▶ [Working data]:
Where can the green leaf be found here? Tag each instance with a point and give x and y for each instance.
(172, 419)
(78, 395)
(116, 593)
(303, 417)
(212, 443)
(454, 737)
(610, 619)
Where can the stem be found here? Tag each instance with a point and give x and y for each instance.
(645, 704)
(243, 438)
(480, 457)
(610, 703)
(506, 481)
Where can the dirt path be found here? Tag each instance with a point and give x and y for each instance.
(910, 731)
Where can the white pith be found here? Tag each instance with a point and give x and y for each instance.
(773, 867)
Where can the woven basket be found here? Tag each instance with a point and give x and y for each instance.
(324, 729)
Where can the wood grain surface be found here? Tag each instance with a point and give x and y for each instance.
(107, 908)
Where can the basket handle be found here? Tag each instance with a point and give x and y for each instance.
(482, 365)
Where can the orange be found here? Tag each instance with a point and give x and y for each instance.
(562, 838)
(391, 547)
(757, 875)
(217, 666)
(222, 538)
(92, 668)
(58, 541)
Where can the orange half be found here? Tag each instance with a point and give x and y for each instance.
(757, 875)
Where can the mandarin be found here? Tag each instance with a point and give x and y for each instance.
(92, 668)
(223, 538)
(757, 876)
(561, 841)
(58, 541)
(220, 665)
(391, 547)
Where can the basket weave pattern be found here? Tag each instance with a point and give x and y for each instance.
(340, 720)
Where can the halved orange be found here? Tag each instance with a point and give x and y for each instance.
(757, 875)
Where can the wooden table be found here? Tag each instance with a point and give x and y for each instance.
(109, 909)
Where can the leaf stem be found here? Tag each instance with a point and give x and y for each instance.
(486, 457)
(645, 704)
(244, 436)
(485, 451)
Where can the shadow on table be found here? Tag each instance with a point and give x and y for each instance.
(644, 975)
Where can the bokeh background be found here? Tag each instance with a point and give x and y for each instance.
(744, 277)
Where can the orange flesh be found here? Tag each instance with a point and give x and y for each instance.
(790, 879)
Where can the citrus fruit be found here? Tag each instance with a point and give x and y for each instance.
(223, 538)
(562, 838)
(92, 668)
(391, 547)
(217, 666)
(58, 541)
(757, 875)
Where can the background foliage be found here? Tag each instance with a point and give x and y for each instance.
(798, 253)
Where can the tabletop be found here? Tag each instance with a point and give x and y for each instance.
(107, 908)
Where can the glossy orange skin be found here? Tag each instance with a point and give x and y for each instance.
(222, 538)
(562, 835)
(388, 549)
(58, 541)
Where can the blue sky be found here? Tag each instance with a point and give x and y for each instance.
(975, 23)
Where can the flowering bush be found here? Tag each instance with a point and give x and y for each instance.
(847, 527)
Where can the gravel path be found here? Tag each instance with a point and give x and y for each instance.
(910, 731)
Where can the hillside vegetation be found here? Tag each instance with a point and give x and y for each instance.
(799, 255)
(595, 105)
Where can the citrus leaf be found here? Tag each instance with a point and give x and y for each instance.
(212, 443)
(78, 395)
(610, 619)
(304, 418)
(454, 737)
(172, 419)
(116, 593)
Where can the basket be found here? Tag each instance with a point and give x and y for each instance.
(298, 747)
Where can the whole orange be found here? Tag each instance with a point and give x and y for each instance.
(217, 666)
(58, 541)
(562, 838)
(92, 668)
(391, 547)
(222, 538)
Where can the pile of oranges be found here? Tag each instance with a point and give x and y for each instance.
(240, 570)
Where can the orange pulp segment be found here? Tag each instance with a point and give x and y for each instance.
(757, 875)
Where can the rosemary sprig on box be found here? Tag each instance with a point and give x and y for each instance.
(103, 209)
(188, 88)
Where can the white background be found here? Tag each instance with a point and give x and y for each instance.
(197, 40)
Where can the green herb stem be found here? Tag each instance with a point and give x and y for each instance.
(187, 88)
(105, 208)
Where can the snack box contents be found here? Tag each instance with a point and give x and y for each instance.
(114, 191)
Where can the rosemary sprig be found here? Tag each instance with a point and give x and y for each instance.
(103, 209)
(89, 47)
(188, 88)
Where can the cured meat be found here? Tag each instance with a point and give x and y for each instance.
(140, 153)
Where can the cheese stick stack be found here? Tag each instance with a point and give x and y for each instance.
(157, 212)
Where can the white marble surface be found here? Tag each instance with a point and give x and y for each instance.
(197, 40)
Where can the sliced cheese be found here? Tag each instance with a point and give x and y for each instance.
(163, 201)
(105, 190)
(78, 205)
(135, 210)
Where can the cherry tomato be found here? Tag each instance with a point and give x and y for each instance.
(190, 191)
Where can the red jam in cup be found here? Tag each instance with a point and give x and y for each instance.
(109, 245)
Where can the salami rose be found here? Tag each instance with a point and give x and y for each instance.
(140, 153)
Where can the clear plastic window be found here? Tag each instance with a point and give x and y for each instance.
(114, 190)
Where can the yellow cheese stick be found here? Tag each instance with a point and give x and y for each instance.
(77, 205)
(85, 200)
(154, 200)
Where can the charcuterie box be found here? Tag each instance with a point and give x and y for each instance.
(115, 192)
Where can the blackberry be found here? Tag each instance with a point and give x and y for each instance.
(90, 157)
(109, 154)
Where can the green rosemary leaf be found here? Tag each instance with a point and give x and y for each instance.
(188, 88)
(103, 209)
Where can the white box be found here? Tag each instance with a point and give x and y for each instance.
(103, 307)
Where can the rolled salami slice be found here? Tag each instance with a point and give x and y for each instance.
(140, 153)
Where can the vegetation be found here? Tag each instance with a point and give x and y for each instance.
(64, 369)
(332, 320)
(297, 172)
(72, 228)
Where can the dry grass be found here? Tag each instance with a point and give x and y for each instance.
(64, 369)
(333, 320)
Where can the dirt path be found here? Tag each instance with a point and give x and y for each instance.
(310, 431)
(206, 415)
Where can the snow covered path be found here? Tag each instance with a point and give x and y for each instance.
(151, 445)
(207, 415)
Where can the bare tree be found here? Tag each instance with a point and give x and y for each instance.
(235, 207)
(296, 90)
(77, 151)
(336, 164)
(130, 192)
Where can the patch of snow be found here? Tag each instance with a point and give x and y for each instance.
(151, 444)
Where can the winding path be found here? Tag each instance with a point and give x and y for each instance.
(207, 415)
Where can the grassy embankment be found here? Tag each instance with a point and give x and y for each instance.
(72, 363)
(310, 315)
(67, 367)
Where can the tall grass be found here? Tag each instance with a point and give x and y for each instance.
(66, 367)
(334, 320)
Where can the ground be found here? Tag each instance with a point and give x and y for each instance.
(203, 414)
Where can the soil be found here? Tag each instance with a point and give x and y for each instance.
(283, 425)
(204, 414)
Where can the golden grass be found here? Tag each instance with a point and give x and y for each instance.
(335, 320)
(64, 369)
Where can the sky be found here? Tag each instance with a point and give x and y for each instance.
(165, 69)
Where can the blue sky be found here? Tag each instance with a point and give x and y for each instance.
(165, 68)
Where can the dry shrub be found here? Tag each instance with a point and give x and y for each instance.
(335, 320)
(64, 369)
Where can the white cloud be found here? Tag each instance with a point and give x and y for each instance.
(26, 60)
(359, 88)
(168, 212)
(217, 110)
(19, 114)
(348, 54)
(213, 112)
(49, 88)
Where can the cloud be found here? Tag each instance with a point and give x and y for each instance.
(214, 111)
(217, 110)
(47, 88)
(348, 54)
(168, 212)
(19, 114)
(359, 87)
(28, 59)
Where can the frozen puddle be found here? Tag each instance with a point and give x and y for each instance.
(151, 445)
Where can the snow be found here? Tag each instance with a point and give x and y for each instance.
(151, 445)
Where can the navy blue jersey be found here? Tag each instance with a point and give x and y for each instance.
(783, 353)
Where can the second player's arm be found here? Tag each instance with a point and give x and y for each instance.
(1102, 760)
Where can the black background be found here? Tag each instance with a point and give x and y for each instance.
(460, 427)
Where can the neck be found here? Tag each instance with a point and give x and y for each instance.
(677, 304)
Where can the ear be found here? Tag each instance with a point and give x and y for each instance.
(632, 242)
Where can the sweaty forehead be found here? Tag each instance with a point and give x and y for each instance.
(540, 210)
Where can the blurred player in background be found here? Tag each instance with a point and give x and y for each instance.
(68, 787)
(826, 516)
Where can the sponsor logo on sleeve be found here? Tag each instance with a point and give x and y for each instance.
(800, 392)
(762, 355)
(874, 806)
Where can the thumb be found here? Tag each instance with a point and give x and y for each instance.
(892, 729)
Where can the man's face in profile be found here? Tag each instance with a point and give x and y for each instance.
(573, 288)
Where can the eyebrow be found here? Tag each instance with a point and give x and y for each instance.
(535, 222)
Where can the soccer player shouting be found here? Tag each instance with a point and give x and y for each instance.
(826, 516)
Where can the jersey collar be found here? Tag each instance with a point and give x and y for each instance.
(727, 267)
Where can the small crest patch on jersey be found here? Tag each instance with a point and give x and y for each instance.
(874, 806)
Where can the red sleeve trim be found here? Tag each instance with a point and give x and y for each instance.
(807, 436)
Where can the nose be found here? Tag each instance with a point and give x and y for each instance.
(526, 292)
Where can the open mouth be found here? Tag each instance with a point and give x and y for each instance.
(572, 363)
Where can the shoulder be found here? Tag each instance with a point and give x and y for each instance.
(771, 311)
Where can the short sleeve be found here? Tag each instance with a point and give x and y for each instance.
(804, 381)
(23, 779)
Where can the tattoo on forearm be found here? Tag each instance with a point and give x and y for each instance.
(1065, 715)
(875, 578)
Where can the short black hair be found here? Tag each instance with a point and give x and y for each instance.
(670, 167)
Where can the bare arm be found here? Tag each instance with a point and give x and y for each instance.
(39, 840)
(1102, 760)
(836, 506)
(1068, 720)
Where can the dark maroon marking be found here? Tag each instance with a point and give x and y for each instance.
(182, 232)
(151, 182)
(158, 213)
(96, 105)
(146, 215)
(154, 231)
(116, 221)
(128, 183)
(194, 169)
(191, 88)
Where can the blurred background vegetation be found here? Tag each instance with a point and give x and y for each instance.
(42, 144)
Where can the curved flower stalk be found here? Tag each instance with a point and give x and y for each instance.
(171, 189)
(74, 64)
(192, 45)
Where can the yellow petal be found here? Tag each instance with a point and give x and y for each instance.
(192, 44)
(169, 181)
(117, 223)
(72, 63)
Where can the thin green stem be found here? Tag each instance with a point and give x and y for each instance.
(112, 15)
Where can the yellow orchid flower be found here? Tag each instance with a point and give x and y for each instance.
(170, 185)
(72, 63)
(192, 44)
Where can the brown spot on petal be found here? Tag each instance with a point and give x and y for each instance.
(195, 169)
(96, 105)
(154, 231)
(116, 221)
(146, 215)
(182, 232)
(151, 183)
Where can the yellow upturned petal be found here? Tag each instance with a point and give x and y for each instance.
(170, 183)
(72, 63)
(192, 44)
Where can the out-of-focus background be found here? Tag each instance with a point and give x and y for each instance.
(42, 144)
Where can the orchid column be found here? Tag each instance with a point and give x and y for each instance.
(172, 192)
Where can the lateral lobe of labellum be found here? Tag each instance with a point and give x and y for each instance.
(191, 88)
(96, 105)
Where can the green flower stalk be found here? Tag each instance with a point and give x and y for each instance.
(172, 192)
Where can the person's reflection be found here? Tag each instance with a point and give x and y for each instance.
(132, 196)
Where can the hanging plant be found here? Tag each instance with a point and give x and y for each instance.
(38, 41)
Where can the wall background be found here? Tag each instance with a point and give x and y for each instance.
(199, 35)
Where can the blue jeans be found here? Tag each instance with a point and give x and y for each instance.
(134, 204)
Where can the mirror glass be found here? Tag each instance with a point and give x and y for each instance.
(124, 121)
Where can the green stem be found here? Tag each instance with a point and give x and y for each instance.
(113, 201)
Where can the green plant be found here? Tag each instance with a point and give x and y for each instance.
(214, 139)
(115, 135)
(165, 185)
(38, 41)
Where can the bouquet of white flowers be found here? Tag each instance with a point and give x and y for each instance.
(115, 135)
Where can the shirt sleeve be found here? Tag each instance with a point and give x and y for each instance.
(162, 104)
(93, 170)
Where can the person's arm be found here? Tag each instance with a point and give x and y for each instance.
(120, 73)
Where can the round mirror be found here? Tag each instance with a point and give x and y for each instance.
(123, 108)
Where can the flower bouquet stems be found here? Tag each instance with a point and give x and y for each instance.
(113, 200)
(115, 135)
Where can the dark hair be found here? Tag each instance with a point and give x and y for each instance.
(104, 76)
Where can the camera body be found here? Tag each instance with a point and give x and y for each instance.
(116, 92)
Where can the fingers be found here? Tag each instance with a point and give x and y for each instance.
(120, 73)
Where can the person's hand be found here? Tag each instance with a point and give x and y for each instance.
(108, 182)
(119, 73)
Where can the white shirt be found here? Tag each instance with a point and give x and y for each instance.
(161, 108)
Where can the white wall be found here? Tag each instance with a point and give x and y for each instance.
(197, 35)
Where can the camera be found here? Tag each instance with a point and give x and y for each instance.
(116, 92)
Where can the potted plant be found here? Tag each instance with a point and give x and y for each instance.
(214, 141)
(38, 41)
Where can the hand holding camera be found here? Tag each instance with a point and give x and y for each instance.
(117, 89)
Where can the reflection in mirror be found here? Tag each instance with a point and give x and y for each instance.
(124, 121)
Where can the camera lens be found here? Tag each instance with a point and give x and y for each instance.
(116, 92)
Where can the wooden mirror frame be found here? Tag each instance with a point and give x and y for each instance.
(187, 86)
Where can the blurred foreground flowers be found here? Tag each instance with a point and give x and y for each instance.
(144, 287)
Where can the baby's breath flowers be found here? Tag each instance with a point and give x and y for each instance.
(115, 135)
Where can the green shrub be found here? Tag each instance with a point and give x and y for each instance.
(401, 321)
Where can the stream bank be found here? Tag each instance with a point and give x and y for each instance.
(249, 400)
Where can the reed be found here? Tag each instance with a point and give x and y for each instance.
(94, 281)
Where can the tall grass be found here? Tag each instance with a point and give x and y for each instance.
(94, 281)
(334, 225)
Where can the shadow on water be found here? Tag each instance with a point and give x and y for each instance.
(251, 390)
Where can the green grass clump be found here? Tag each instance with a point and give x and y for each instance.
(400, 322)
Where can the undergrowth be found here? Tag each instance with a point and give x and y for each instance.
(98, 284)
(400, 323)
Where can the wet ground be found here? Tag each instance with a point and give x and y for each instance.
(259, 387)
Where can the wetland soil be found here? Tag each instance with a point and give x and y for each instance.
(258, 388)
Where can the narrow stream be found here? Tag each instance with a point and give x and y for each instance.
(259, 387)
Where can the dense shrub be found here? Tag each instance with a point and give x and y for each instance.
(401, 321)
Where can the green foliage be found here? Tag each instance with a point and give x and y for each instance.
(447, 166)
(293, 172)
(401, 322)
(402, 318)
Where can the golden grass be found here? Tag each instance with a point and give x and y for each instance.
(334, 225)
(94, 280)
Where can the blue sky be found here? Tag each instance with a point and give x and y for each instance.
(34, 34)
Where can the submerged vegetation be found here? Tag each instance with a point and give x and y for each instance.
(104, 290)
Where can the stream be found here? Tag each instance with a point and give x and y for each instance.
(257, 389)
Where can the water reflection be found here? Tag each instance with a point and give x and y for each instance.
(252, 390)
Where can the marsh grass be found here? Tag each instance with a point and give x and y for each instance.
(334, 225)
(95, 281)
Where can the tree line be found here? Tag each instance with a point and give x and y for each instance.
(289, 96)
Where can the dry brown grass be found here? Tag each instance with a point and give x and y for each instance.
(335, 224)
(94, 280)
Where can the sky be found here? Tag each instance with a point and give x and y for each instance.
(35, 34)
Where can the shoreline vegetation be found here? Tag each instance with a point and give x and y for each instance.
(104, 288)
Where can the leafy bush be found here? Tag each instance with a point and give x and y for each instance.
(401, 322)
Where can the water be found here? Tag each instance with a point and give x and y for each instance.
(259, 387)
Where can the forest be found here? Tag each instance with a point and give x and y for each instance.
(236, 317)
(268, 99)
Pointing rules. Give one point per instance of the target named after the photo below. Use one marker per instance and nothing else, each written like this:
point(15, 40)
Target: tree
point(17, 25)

▶ [Exercise aim]: Write out only what runs from the line holding "Where can the shoreline" through the last line of the records, exactly as shown.

▶ [Completed exercise]:
Where can the shoreline vegetation be found here? Tag each instance with a point and give x and y for each instance.
(104, 288)
Where can the leafy bush be found here? Tag each instance with a point and give x and y for each instance.
(401, 322)
Where can the water be found here? Tag each instance with a point and give x and y for each instance.
(259, 387)
Where can the forest be found here? Tag each instance with a point and give x and y for each instance.
(236, 317)
(268, 99)
Pointing rules. Give one point per instance of the target named after the photo below. Use one marker per instance and nothing else, each written like this:
point(15, 40)
Target: tree
point(17, 25)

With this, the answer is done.